*The input*:

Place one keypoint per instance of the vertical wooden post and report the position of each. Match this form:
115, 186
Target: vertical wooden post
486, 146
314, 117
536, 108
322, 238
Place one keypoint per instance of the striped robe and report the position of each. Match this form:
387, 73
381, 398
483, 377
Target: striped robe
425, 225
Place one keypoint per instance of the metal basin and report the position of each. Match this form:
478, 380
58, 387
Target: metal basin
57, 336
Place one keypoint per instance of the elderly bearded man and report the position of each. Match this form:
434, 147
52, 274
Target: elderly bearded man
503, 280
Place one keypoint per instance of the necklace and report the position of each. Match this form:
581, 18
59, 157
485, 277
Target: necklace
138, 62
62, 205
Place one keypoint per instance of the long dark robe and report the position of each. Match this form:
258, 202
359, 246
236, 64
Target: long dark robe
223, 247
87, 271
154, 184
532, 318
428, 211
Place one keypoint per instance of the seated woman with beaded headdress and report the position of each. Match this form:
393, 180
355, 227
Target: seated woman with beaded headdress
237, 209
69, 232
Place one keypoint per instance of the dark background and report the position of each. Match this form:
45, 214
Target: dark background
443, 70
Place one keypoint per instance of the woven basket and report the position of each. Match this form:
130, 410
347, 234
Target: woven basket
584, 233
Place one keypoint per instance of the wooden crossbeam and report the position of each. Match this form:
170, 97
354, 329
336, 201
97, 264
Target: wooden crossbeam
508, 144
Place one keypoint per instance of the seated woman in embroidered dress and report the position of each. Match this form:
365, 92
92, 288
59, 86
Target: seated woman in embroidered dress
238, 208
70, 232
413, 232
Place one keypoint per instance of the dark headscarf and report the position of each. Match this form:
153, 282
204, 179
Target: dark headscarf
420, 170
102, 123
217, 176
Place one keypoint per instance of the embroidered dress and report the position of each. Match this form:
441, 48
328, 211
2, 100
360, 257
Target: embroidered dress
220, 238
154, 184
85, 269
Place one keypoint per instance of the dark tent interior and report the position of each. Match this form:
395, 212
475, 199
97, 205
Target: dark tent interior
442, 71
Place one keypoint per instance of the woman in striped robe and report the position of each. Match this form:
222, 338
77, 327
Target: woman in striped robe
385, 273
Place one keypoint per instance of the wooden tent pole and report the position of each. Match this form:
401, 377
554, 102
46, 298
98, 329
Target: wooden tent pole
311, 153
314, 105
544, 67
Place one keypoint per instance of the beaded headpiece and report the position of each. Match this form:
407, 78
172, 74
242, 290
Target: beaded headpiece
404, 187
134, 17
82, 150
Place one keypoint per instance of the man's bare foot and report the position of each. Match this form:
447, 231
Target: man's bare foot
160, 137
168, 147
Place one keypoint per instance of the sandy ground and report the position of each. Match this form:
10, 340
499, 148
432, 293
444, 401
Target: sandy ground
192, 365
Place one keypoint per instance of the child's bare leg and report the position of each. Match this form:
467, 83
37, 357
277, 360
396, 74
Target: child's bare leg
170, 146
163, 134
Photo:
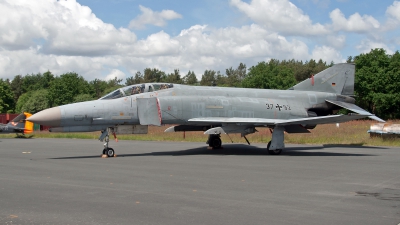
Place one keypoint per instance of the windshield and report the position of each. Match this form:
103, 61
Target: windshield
115, 94
136, 89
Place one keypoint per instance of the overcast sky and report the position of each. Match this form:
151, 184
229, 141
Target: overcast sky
107, 38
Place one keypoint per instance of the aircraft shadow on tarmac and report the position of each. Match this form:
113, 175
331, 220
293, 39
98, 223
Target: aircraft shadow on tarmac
242, 149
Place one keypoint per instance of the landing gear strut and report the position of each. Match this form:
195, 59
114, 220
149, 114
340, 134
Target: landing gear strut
276, 144
106, 150
214, 141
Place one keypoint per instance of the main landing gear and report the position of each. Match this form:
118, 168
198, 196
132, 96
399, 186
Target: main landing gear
273, 152
214, 141
107, 151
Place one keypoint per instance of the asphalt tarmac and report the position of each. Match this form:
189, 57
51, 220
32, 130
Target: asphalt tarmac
65, 181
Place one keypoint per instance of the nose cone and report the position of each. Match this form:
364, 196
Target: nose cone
48, 117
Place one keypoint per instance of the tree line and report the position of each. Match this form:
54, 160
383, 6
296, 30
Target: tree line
377, 83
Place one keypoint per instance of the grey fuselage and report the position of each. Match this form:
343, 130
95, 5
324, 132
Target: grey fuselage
180, 103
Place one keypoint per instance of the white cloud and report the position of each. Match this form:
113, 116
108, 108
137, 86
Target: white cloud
66, 28
115, 73
148, 16
366, 45
355, 23
64, 36
281, 16
394, 10
327, 54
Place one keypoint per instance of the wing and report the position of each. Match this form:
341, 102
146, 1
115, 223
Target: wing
355, 109
281, 122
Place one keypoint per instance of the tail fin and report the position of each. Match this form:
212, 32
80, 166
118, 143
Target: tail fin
21, 122
338, 79
28, 124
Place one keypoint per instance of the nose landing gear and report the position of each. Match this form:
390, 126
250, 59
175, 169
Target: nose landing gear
107, 151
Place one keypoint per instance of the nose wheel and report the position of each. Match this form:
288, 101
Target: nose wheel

*Activity*: The answer must be a single number: how many lines of the entries contain "wheel".

*Task result*: 2